• **Task requirements**
Revise the blog posts below: reproduce the passage between "Just started reading" and "prose poem style.", inclusive, and replace "accolades" with "awards".

* START Selected extract *

Thursday, March 26, 2015

Looking forward to rhubarb

I derive a lot of pleasure from seeing the first spring growth of perennials. When that perennial is edible, I am nearly obsessed.

Last year we divided and relocated several rhubarb crowns from the "lower" area (down by the river) to the "upper" area (by our house). While I used to do a pretty good job of harvesting all available rhubarb, I am looking forward to 1. more rhubarb, and 2. not having to climb 20 stairs to get it.

divided rhubarb crownKnowing the decision was going to be a fairly permanent one, I chose to plant the rhubarb in an area that needed some foliage, but that I had found to be unsuccessful for growing veggies in previous years. The area has good southern exposure, but sees some animal traffic. I am unsure whether the same animals that enjoy eating tomatoes will enjoy rhubarb, but I figure that if they didn't eat it down by the river, they weren't likely going to eat it near our house...unless they are different animals.

Last year, rhubarb started poking through the leaf cover in late April. I'm looking forward to seeing this year's crop, and how we did in the replanting. We didn't touch the rhubarb last year, as we divided it in the spring. Detailed instructions on division at this blog, which has BEAUTIFUL pics of budding rhubarb.

Tuesday, March 24, 2015

Beet shake

Beets! I bought some massive, beautiful beets a couple of weeks ago, which have been sitting in my fridge begging me to put in the time and roast them. So today I decided to try Chocolate Covered Katie's Pink Energizer Smoothie.

Delicious. Beautiful and alarming in colour. If I made it again I would reduce the amount of milk, to make a thicker smoothie. Looking forward to trying these this summer, with fresh garden beets.

Monday, March 23, 2015

Reading Ru

Just started reading Ru, by Kim Thuy. The book is most recently the winner of Canada Reads, but is also winner of the Governor General's Award for Fiction in its original French. Its list of accolades is long. Immediately it reminds me of the Autobiography of Red by Anne Carson, in its image-heavy,  prose poem style.

* END Selected extract *
* START Data lines *

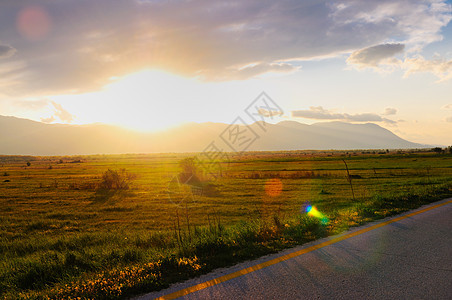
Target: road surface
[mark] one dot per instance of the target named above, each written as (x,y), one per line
(405,257)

* END Data lines *

• **Correct answer**
Just started reading Ru, by Kim Thuy. The book is most recently the winner of Canada Reads, but is also winner of the Governor General's Award for Fiction in its original French. Its list of awards is long. Immediately it reminds me of the Autobiography of Red by Anne Carson, in its image-heavy,  prose poem style.